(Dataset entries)

----

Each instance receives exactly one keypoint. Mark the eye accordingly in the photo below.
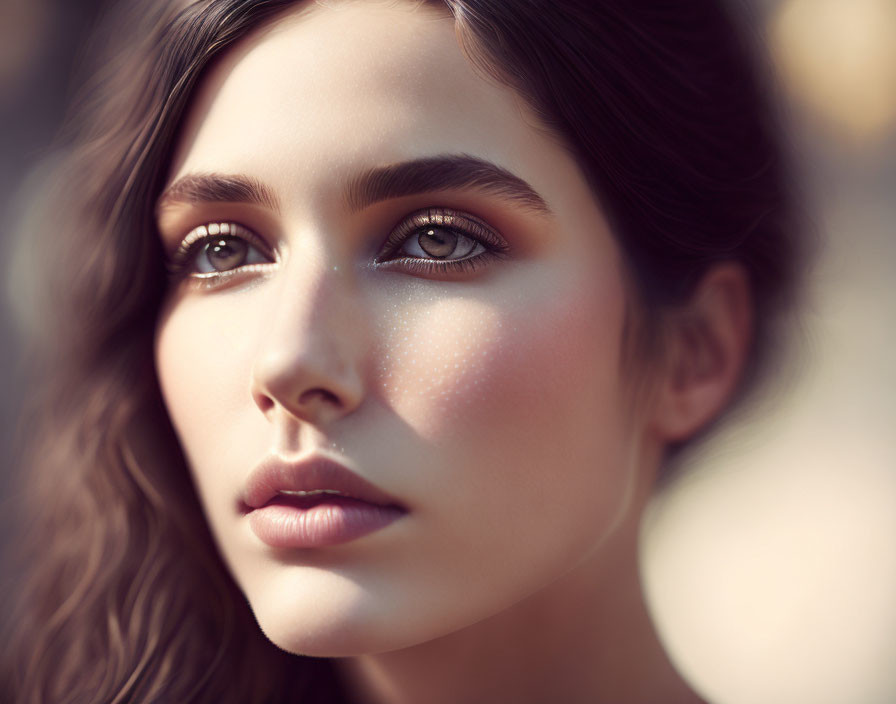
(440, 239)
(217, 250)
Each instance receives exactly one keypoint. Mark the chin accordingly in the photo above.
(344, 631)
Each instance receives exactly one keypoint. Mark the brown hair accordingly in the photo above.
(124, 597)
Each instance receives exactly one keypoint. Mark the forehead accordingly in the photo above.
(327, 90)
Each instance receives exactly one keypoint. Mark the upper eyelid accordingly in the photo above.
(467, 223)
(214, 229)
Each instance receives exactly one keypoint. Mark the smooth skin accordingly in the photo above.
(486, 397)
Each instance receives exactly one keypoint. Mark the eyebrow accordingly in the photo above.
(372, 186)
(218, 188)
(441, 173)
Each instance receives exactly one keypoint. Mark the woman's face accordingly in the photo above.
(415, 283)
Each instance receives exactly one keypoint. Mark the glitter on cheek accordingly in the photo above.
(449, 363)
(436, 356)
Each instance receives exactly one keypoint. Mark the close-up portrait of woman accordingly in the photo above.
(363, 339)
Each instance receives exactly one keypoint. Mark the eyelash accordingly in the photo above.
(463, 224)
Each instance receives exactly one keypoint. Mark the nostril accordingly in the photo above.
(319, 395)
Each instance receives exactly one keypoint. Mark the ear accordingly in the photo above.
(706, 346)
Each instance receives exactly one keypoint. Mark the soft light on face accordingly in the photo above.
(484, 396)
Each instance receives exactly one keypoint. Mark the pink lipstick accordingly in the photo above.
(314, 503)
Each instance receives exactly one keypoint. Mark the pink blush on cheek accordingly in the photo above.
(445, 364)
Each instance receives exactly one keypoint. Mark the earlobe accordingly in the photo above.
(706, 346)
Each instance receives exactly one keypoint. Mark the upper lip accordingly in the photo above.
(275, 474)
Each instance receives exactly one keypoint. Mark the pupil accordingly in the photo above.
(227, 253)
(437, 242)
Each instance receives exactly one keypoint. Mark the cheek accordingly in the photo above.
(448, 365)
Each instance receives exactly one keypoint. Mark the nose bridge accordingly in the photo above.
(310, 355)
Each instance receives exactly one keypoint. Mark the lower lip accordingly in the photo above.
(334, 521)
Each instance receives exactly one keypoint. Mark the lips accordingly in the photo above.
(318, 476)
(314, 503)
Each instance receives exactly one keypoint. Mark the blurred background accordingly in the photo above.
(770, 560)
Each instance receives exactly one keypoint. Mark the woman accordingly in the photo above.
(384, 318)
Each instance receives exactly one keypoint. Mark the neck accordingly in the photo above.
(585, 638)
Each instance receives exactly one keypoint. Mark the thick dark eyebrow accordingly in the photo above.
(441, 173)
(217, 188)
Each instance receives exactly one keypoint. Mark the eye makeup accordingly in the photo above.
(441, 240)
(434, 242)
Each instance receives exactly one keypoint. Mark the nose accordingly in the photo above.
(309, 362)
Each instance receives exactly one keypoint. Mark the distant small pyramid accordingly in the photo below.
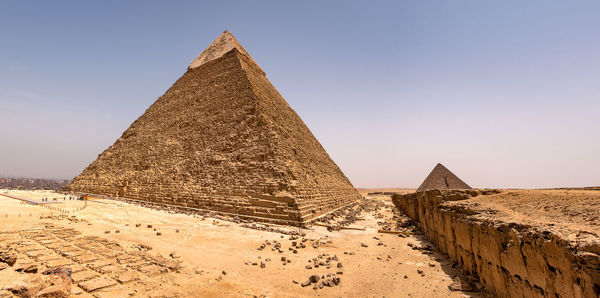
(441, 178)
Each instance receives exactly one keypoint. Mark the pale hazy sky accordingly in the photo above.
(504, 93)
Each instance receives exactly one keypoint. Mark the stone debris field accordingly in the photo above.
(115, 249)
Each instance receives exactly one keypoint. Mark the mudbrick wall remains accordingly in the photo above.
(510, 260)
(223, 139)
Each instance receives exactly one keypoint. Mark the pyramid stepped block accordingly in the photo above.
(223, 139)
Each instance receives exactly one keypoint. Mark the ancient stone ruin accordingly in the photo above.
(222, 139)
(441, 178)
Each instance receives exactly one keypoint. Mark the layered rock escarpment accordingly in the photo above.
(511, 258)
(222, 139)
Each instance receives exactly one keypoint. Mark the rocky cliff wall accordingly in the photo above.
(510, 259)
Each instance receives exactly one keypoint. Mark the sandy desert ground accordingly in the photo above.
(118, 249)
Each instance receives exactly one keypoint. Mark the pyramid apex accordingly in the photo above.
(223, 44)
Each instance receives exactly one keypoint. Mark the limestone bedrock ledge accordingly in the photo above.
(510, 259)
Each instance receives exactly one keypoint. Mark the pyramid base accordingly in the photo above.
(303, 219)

----

### Work instructions
Convert every line of the items above into a JSON list of strings, one string per line, skipping blank lines and leaving out the pictures.

### Answer to this problem
[
  "Each instance receives exactly one keypoint. Mark the eye accordingly in the photo below.",
  "(440, 239)",
  "(217, 250)",
  "Each instance receives exactly one keypoint. Mark the chin accordingly in the photo above.",
  "(344, 631)",
  "Each instance receives exactly one keypoint. Mark the brown hair accordingly in the photo above.",
  "(124, 597)",
  "Each instance receives exactly one keypoint. Mark the forehead accordingly in the photo above.",
  "(327, 90)",
  "Each instance receives exactly one keypoint. Mark the upper eyelid accordingly in the photo above.",
  "(467, 223)",
  "(214, 229)",
  "Each instance receives exactly one keypoint. Mark the smooth skin accordingly in the photo above.",
  "(486, 397)",
  "Each instance receives exactly one keypoint. Mark the eyebrow accordingly in the photo above.",
  "(372, 186)",
  "(218, 188)",
  "(441, 173)",
  "Each instance receives exactly one keypoint. Mark the woman's face accordingly in the photo above.",
  "(415, 283)",
  "Each instance receives exactly one keypoint. Mark the glitter on cheek accordingly in the photo above.",
  "(449, 363)",
  "(436, 356)",
  "Each instance receives exactly one keypoint. Mark the close-up portrait of woman accordingly in the photo above.",
  "(363, 339)",
  "Each instance receives exactly one keypoint. Mark the eyelash accordingly in the photo above.",
  "(463, 224)",
  "Each instance receives exactly one keypoint. Mark the nostril accordingly in the photo above.",
  "(319, 395)",
  "Each instance receives exactly one keypoint. Mark the ear accordingly in the photo above.",
  "(706, 346)",
  "Each instance receives exactly one keypoint. Mark the soft light on face accordingly in the photo above.",
  "(484, 396)",
  "Each instance receives exactly one keypoint. Mark the pink lipstick accordingly in the photo above.",
  "(314, 503)",
  "Each instance receives exactly one keypoint. Mark the pink blush on cheek accordingly in the photo above.",
  "(445, 364)",
  "Each instance receives exactly one keypoint. Mark the earlobe accordingly in the photo above.",
  "(706, 346)",
  "Each instance receives exactly one keypoint. Mark the upper lip accordingly in the photo above.",
  "(275, 474)",
  "Each instance receives exactly one keypoint. Mark the pupil accordingly in the photo above.",
  "(227, 253)",
  "(437, 242)",
  "Each instance receives exactly one keypoint. Mark the cheek accordingly in the photo above.",
  "(448, 365)",
  "Each instance receives exactly one keypoint. Mark the nose bridge accordingly in the photo above.",
  "(310, 355)",
  "Each instance receives exactly one keypoint. Mark the lower lip accordingly in the photo above.",
  "(334, 521)",
  "Each instance receives exactly one keypoint. Mark the lips accordingly in the photo above.",
  "(318, 476)",
  "(314, 503)",
  "Each instance receives exactly one keypoint. Mark the blurred background accordingly in the photo above.",
  "(770, 560)",
  "Each instance receives exactly one keypoint. Mark the woman accordingly in the photo above.",
  "(384, 318)",
  "Each instance receives exactly one keypoint. Mark the neck accordingly in the photo above.",
  "(585, 638)",
  "Each instance receives exactly one keypoint. Mark the thick dark eyebrow accordingly in the photo above.",
  "(441, 173)",
  "(217, 188)",
  "Each instance receives exactly one keypoint. Mark the eye makeup accordingly in the photo above.",
  "(441, 240)",
  "(434, 242)",
  "Each instance receives exactly one keypoint. Mark the nose accordingly in the photo above.",
  "(309, 362)",
  "Each instance receives exactly one keypoint. Mark the distant small pyramid accordingly in the photo below.",
  "(441, 178)",
  "Each instance receives exactly one keypoint. Mark the pale hazy sky accordingly in the photo above.",
  "(504, 93)",
  "Each instance receives exactly one keypoint. Mark the stone debris field accordingly in the photo above.",
  "(115, 249)",
  "Each instance receives exactly one keypoint. Mark the mudbrick wall remains accordingly in the photo above.",
  "(510, 260)",
  "(223, 139)",
  "Each instance receives exactly one keypoint. Mark the pyramid stepped block accordingly in the photo above.",
  "(223, 139)",
  "Each instance receives exactly one keypoint. Mark the ancient stone ruin accordingly in the photo above.",
  "(222, 139)",
  "(441, 178)",
  "Each instance receives exactly one keypoint. Mark the layered rock escarpment accordingly in the photo above.",
  "(511, 258)",
  "(222, 139)",
  "Each instance receives exactly one keypoint. Mark the rocky cliff wall accordingly in the photo above.",
  "(510, 259)",
  "Each instance receives exactly one keypoint. Mark the sandy desert ground accordingly in the photo above.",
  "(118, 249)",
  "Each instance receives exactly one keypoint. Mark the pyramid apex accordingly in the photo above.",
  "(223, 44)",
  "Each instance receives exactly one keypoint. Mark the limestone bedrock ledge accordingly in the photo above.",
  "(510, 259)",
  "Each instance receives exactly one keypoint. Mark the pyramid base accordingly in the photo above.",
  "(303, 219)"
]